> _WRITTEN TASK A_:
Convert part of the listing into a Markdown table with the columns Row and Listing line. Begin at the line of the listing that contains "Task: point at every instance of the yellow sail", run through the final line of the listing, and leave out any blank lines.

> _PAGE TEXT_:
The material on this page is from the 1997-98 catalog and may be out of date. Please check the current year's catalog for current information.
Professor Taylor (English); Associate Professors Nigro (Psychology)(on leave, winter semester and Short Term), Brinkley
(Sociology and Women's Studies), Costlow (Russian), Malcolmson (English)(on leave, 1997-1998), Eames
(Anthropology), Chair, Strong (Japanese), O'Higgins (Classics)(on leave, 1997-1998), Kane (Sociology), Rand (Art),
Read (French), Low (Psychology), Nero (Rhetoric), Hughes (Economics), and López (Spanish);
The goal of the Women's Studies Program is to enable students to recognize and use gender as an effective analytical tool. This method of analysis can help us to understand the realities and meanings of women's lives in many cultures and historical periods. Women's studies not only increases what we know about women, it enriches our understanding of men and allows us to understand gender relations - how the roles assigned to men and women structure our societies and shape our personal interactions and public policies. The courses offered provide a cross-cultural comparison and encourage students to view women's experience from the perspective of a variety of fields. Students may choose either to major or to pursue a secondary concentration in women's studies.

> _WRITTEN TASK B_:
For each statement below, say yes or no depending on whether the Women's Studies catalog page agrees with it, and quote the words from the page that decide it: (i) Professor Taylor is listed under English; (ii) students can major in women's studies but cannot take it as a secondary concentration; (iii) the material on the page comes from the 1997-98 catalog.

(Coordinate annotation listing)

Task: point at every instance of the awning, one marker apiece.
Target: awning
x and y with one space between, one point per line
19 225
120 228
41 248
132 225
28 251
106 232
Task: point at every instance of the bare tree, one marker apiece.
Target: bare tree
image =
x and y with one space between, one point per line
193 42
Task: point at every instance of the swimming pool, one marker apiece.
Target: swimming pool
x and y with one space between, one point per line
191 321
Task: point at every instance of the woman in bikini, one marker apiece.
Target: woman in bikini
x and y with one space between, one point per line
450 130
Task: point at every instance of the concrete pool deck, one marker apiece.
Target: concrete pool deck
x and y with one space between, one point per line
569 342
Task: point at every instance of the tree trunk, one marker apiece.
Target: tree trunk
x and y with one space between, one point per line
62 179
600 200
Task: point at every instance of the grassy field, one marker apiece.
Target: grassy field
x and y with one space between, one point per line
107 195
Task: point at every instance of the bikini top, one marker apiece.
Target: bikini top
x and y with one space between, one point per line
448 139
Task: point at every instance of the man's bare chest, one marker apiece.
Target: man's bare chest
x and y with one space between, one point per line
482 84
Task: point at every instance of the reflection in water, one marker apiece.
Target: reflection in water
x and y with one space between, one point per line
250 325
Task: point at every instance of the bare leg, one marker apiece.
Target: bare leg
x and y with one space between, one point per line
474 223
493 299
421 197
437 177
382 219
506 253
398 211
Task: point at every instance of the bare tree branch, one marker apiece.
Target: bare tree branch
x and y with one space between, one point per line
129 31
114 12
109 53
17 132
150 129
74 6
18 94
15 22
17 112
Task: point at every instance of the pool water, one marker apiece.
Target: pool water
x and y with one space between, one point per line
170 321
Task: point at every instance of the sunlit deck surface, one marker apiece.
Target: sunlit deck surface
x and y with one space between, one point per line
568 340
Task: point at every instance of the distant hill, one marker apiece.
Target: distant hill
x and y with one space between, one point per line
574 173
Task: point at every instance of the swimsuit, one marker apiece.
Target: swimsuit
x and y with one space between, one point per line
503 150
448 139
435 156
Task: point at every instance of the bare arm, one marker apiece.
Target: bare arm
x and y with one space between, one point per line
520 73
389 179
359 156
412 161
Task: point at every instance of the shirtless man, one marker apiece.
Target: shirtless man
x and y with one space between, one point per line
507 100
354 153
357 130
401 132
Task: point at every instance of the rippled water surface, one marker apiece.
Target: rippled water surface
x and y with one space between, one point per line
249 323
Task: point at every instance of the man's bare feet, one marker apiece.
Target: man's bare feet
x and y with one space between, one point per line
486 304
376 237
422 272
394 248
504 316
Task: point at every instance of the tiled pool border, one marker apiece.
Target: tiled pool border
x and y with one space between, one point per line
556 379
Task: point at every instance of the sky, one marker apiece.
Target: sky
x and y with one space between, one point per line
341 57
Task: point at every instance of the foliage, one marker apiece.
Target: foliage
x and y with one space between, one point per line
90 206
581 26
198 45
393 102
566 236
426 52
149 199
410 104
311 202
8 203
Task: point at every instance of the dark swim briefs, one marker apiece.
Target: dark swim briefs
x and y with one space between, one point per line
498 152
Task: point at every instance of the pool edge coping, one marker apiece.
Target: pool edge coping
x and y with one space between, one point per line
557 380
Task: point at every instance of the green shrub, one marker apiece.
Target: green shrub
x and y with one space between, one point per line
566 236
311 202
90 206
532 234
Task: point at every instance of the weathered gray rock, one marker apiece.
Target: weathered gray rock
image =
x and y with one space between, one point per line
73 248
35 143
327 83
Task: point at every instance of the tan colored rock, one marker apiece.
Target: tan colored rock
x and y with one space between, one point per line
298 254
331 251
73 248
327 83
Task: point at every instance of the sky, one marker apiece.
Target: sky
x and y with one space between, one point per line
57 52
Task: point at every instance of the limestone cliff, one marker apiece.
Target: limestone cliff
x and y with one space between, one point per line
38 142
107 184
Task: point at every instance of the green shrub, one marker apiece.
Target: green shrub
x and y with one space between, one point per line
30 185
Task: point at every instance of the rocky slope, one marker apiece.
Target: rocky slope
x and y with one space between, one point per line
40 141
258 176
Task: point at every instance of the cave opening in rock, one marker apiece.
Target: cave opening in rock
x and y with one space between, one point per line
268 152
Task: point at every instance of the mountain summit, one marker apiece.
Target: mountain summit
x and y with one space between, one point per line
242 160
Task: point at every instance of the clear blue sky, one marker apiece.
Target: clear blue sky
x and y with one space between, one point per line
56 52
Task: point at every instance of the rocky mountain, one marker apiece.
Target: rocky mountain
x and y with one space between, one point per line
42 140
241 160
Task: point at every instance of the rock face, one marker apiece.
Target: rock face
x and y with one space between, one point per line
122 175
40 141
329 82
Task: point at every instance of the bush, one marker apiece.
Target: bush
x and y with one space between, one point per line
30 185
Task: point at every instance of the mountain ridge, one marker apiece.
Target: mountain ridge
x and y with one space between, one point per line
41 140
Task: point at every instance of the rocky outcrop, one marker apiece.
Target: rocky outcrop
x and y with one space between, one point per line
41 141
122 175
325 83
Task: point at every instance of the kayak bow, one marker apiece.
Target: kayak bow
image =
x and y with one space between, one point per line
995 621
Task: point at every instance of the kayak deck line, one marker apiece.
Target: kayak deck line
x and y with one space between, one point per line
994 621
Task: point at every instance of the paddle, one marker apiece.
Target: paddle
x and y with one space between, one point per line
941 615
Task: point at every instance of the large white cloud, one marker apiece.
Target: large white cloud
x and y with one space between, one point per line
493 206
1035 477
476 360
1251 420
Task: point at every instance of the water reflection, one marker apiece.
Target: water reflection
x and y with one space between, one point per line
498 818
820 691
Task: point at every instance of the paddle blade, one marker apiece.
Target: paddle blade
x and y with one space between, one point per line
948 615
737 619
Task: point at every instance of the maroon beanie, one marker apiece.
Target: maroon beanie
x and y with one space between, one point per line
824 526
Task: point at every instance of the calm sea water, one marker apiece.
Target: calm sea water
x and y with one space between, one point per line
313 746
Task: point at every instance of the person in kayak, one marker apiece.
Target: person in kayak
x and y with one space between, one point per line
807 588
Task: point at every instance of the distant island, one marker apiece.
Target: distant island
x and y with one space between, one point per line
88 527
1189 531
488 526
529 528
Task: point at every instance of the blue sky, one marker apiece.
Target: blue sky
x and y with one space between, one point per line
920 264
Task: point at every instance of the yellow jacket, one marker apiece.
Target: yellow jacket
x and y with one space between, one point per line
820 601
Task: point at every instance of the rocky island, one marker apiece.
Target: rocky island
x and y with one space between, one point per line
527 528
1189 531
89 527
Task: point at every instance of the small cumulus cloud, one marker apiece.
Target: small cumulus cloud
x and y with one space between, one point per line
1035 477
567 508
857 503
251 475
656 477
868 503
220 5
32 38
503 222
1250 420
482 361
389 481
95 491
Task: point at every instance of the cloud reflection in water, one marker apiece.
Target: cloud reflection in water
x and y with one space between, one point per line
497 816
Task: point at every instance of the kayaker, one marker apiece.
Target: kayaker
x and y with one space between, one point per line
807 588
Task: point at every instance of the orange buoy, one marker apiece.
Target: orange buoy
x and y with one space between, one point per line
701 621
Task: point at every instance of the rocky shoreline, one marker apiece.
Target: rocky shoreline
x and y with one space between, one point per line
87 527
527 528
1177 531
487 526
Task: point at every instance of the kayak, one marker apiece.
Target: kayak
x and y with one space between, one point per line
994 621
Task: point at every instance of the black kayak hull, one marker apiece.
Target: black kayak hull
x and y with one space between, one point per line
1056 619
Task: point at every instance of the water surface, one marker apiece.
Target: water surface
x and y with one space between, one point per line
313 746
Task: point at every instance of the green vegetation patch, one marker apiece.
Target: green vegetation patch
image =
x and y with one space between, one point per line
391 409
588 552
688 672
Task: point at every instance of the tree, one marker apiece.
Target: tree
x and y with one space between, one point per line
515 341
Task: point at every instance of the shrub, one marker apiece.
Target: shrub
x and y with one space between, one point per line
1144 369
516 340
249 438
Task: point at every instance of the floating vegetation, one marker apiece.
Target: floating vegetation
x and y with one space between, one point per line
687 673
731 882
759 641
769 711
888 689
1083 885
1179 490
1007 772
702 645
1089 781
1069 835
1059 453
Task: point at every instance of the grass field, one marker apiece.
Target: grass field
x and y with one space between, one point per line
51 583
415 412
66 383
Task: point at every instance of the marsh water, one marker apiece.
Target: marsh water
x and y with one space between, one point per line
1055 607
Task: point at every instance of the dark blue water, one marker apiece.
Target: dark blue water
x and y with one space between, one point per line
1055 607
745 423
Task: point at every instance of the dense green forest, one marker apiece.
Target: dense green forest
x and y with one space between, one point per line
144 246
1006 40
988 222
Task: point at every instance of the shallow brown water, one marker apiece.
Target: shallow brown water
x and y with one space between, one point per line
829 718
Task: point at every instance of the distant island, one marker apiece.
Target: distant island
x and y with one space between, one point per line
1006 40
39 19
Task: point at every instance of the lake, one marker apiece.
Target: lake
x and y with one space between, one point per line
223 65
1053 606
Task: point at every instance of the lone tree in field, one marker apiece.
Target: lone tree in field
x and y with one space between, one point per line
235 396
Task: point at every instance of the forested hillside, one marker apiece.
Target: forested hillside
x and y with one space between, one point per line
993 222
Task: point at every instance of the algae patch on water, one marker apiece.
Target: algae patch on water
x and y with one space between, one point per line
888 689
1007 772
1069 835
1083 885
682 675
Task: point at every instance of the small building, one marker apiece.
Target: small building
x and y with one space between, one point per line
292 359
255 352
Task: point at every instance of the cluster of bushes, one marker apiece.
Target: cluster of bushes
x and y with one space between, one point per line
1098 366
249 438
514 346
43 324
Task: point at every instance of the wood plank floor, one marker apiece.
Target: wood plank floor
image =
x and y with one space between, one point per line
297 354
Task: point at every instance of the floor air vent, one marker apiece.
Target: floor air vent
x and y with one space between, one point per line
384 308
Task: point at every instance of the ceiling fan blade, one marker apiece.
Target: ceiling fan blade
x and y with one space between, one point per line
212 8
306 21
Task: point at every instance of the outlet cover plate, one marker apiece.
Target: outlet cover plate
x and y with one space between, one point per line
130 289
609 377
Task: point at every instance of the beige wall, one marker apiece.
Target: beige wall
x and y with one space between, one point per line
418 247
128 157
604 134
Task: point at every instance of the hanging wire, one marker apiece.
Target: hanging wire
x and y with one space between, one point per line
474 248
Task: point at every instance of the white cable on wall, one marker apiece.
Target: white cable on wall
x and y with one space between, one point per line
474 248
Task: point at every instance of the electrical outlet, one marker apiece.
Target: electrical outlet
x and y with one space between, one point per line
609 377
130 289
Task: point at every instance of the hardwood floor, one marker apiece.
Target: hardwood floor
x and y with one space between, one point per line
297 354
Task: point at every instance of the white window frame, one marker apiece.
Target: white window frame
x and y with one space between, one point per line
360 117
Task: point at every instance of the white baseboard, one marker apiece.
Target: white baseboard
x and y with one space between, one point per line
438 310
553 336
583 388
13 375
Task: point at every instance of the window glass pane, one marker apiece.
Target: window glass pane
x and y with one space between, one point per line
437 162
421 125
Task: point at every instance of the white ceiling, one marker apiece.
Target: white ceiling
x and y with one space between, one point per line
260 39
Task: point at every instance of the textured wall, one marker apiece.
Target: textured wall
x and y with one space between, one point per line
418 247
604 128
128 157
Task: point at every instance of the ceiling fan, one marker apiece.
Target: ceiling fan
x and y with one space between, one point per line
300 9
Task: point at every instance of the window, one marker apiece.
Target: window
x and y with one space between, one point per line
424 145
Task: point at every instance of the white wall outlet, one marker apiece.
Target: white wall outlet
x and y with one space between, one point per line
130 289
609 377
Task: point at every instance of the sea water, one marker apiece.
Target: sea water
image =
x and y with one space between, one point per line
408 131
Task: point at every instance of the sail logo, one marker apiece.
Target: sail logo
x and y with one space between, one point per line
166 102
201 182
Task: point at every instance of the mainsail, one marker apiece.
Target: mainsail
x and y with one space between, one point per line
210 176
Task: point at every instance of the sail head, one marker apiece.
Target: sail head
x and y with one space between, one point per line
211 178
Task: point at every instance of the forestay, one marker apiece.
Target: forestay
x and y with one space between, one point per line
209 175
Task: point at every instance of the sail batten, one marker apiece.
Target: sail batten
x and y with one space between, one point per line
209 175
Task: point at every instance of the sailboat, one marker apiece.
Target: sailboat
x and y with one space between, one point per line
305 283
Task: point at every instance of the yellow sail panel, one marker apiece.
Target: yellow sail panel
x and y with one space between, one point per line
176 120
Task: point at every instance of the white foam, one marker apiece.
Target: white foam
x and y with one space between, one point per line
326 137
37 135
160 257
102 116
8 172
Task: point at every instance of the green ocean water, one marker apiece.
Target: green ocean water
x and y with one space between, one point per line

> _TASK ANSWER A_:
| Row | Listing line |
|---|---|
| 1 | Task: point at every instance of the yellow sail panel, one marker apiece. |
| 2 | Target: yellow sail panel |
| 3 | x and y with one space between, one point per line |
| 4 | 176 120 |
| 5 | Task: point at every instance of the white foam, one marker apiece. |
| 6 | Target: white foam |
| 7 | x and y with one space between, one point per line |
| 8 | 326 137 |
| 9 | 37 135 |
| 10 | 160 257 |
| 11 | 102 116 |
| 12 | 8 172 |
| 13 | Task: point at every instance of the green ocean water, one marker apiece. |
| 14 | Target: green ocean water |
| 15 | x and y with one space between, one point per line |

> _TASK ANSWER B_:
(i) Yes: "Professor Taylor (English)"
(ii) No: "Students may choose either to major or to pursue a secondary concentration in women's studies."
(iii) Yes: "The material on this page is from the 1997-98 catalog"